Listing excerpted from a collection
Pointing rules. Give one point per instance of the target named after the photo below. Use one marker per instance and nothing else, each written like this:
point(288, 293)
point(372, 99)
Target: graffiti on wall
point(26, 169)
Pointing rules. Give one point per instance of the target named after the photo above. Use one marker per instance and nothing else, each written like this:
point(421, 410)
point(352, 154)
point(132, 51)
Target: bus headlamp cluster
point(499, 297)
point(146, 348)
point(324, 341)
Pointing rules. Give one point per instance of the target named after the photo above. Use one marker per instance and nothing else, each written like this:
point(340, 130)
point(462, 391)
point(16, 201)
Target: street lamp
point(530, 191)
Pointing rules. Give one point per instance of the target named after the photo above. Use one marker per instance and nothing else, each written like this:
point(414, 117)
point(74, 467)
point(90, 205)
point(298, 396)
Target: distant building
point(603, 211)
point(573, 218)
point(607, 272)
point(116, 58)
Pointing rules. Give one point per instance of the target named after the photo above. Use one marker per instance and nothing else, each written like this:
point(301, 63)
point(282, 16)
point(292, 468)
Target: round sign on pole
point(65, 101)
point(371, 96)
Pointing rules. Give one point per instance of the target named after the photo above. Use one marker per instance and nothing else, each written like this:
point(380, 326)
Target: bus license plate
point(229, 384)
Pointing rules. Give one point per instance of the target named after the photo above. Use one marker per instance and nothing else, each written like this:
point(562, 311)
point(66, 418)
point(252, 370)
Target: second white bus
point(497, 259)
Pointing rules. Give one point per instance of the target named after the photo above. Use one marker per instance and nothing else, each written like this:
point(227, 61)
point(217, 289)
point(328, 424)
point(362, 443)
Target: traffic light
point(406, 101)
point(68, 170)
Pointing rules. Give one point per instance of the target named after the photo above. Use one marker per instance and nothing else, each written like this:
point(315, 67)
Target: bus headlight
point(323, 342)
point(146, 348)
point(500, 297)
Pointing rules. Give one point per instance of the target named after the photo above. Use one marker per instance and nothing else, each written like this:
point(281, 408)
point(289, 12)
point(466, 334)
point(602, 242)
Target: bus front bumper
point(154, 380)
---
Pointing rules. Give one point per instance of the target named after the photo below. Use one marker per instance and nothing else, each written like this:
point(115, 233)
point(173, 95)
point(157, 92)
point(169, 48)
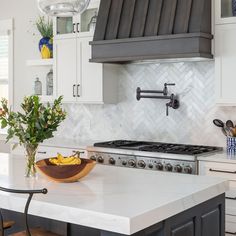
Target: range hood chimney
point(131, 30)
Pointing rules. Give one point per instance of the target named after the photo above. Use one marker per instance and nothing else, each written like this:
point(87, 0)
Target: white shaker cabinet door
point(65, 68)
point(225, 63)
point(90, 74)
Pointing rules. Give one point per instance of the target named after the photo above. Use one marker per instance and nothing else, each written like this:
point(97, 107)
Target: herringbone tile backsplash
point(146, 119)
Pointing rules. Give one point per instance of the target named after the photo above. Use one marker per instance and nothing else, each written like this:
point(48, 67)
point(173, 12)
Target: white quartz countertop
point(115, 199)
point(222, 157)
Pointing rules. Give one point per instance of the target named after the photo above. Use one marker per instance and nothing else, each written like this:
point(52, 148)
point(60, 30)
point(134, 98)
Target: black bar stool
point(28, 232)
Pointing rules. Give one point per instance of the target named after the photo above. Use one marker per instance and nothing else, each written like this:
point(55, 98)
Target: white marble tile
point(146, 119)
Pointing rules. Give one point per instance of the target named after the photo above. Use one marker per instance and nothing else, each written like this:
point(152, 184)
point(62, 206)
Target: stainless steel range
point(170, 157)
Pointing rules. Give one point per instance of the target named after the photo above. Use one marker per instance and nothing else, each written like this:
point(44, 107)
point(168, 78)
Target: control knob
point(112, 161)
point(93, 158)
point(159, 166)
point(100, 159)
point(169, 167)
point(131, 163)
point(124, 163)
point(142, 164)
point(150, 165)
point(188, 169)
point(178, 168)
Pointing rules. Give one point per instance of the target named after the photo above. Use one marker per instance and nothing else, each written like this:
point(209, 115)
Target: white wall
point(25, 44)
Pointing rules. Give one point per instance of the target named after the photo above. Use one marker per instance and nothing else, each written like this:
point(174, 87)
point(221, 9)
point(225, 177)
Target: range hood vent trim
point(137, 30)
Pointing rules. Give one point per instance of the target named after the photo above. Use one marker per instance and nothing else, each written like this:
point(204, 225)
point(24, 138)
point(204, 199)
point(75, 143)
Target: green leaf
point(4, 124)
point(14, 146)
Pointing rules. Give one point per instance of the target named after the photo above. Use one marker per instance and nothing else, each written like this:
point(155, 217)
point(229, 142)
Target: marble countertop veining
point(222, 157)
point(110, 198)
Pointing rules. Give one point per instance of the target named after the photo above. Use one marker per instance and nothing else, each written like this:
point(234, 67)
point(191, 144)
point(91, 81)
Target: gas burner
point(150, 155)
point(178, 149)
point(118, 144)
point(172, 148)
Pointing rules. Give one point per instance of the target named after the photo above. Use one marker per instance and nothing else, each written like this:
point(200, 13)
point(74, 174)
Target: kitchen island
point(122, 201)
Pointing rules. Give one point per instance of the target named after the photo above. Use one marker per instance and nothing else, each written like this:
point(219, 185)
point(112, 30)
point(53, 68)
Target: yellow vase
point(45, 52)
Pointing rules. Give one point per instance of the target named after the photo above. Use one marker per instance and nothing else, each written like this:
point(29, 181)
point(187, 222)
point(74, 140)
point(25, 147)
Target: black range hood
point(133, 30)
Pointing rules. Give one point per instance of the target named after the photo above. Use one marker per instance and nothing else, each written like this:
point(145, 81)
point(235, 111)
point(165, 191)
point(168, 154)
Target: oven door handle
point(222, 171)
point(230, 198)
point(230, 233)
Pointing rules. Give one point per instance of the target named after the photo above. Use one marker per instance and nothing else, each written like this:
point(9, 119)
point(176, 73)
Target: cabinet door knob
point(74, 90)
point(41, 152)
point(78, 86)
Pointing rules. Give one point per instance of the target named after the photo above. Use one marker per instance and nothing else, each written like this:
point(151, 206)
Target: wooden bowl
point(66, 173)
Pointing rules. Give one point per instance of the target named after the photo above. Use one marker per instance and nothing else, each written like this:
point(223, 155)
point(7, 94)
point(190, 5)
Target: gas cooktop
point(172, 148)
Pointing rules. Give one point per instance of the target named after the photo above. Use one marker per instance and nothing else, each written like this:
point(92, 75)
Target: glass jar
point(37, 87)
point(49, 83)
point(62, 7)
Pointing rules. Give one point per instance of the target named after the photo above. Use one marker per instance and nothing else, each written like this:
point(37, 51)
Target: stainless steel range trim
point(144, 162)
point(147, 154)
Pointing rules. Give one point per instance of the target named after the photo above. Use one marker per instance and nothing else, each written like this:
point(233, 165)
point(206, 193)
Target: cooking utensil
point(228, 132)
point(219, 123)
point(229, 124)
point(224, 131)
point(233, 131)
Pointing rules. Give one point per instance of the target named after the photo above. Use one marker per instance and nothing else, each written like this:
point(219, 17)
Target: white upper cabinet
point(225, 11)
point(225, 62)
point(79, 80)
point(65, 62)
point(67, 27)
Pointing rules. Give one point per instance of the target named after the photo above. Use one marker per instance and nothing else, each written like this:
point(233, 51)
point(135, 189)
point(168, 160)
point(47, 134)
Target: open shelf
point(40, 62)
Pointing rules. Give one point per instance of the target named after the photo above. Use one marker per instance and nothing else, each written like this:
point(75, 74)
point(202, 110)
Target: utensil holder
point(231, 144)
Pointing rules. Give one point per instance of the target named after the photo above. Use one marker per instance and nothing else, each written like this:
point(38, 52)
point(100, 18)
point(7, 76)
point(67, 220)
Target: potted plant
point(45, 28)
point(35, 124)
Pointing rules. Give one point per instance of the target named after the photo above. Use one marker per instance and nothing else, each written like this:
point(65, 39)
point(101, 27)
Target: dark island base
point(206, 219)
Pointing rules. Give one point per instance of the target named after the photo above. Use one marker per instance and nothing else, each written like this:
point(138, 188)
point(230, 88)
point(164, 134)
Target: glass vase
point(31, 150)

**To do**.
Gather every line of the listing above that contains the string "stainless", matching case exactly.

**Expected output**.
Target: stainless steel range
Target: stainless steel range trim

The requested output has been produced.